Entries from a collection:
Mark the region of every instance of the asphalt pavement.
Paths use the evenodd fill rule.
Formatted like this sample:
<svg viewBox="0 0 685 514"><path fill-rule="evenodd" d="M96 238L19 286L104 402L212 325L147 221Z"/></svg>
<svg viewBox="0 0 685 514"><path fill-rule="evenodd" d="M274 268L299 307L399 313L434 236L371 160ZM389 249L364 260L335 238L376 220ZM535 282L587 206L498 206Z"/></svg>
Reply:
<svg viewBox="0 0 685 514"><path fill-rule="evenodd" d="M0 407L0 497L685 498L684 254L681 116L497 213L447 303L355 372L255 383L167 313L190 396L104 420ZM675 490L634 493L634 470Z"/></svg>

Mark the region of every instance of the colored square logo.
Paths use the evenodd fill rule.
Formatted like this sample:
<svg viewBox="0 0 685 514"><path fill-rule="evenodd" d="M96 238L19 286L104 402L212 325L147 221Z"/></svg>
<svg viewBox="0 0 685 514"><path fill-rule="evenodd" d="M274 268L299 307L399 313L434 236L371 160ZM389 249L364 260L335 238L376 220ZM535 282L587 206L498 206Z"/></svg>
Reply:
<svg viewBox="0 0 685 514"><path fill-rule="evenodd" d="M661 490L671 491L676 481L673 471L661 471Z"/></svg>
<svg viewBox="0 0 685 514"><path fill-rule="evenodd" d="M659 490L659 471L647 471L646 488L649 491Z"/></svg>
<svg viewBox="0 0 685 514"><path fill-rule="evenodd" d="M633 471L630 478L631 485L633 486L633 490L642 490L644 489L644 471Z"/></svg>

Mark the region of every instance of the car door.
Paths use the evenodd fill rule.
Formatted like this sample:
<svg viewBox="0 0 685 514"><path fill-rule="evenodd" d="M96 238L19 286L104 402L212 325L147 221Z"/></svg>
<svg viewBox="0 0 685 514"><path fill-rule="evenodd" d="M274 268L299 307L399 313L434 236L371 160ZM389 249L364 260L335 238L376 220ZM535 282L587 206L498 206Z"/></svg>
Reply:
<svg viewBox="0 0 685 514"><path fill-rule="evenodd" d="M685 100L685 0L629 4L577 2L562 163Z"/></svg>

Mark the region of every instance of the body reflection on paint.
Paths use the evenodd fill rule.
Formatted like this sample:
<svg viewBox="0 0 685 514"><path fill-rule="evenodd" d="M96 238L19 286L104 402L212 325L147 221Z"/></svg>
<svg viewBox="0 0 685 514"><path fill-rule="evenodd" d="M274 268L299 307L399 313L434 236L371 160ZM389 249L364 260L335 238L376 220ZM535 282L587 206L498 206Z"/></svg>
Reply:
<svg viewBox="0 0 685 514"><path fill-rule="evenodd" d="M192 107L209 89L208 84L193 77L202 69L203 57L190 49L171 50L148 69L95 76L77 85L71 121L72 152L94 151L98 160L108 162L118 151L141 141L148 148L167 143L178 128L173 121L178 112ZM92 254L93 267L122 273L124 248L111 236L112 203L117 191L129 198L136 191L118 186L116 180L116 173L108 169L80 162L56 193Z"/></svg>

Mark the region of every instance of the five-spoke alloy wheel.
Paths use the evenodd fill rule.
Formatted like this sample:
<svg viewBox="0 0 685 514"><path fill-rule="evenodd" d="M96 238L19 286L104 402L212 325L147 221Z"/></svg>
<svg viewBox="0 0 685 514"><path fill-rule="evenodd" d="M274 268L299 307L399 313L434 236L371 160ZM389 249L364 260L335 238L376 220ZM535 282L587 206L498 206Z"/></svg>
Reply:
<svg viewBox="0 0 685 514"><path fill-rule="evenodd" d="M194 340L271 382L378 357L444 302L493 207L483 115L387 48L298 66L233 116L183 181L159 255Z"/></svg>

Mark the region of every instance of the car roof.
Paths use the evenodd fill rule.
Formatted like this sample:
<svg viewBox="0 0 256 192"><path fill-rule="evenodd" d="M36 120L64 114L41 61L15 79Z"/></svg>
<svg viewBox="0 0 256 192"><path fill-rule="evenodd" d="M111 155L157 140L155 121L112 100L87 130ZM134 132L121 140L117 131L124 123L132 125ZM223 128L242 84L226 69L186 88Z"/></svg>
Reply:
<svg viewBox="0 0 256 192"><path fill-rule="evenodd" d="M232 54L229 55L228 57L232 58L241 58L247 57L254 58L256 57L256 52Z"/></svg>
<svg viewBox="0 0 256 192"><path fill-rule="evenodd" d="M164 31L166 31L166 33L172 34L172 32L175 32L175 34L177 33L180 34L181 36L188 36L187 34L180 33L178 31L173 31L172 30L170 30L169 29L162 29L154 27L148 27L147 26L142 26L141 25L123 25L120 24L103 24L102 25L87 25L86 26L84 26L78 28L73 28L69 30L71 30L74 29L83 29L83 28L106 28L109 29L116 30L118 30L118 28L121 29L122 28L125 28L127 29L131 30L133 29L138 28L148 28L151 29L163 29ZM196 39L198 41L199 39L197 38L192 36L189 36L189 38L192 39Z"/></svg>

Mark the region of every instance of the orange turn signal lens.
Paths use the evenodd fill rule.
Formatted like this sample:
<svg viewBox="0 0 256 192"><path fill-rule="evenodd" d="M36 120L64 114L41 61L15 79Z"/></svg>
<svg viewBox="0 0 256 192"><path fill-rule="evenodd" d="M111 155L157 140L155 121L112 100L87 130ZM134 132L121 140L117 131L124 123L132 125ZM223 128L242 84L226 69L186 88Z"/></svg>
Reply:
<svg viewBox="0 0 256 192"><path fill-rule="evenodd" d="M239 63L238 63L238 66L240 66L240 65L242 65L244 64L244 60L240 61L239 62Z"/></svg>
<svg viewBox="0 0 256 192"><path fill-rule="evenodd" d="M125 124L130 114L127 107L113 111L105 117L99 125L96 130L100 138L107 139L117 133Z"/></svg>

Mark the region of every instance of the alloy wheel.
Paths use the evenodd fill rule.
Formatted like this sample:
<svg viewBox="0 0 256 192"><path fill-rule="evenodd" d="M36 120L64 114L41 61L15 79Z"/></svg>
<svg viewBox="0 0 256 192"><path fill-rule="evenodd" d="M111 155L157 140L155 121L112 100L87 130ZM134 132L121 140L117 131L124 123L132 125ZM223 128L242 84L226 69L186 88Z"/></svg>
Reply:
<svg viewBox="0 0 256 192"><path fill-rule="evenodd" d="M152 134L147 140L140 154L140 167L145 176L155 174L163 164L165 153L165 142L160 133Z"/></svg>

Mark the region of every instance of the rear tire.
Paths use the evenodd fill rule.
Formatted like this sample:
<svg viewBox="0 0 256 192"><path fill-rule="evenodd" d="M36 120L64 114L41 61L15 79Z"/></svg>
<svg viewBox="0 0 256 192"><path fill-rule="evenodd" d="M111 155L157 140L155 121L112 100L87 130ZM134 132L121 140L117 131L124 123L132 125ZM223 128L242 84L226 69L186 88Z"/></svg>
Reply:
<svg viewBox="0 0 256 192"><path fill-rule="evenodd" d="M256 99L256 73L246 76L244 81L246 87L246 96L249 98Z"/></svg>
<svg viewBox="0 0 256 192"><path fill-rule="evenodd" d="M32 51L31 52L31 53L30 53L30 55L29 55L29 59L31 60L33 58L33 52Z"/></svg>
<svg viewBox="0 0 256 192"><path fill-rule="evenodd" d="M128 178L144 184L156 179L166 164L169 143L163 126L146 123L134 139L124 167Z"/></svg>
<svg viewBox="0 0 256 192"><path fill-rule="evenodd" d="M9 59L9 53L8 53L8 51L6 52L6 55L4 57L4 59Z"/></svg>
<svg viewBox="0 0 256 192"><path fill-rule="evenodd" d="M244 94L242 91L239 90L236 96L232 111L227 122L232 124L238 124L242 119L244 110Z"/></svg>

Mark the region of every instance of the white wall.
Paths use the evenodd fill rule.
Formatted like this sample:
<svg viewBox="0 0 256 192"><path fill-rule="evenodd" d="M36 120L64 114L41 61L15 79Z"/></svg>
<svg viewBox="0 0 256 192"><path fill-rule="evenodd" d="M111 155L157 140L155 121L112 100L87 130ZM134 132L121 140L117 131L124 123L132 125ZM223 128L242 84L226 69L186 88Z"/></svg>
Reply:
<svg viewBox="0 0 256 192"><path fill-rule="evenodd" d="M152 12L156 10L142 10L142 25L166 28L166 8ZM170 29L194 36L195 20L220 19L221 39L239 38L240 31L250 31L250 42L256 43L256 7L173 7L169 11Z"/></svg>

**Exercise goal**
Copy the stretch from the start of the records through the line that contains "471L630 478L631 485L633", changing nothing.

**Exercise solution**
Mark the region of every instance of the asphalt pavement.
Paths use the evenodd fill rule.
Formatted like this sample:
<svg viewBox="0 0 685 514"><path fill-rule="evenodd" d="M96 238L19 286L104 402L212 325L147 221Z"/></svg>
<svg viewBox="0 0 685 514"><path fill-rule="evenodd" d="M274 268L299 307L399 313L434 236L371 160ZM389 249L364 260L335 238L376 220ZM535 282L587 206L498 206Z"/></svg>
Reply:
<svg viewBox="0 0 685 514"><path fill-rule="evenodd" d="M0 407L0 497L685 498L684 254L681 116L497 213L447 303L355 372L255 383L167 313L190 396L104 420ZM675 490L634 493L634 470Z"/></svg>

Mark the region of every instance of the colored square logo.
Paths use the evenodd fill rule.
Formatted like this sample:
<svg viewBox="0 0 685 514"><path fill-rule="evenodd" d="M96 238L19 286L104 402L212 325L147 221Z"/></svg>
<svg viewBox="0 0 685 514"><path fill-rule="evenodd" d="M274 268L299 307L399 313L434 236L371 160ZM389 249L364 260L335 238L376 220ZM535 282L587 206L498 206Z"/></svg>
Reply:
<svg viewBox="0 0 685 514"><path fill-rule="evenodd" d="M661 490L671 491L676 481L673 471L661 471Z"/></svg>
<svg viewBox="0 0 685 514"><path fill-rule="evenodd" d="M659 490L659 471L647 471L646 488L649 491Z"/></svg>
<svg viewBox="0 0 685 514"><path fill-rule="evenodd" d="M633 471L630 478L631 485L633 486L633 490L642 490L644 489L644 471Z"/></svg>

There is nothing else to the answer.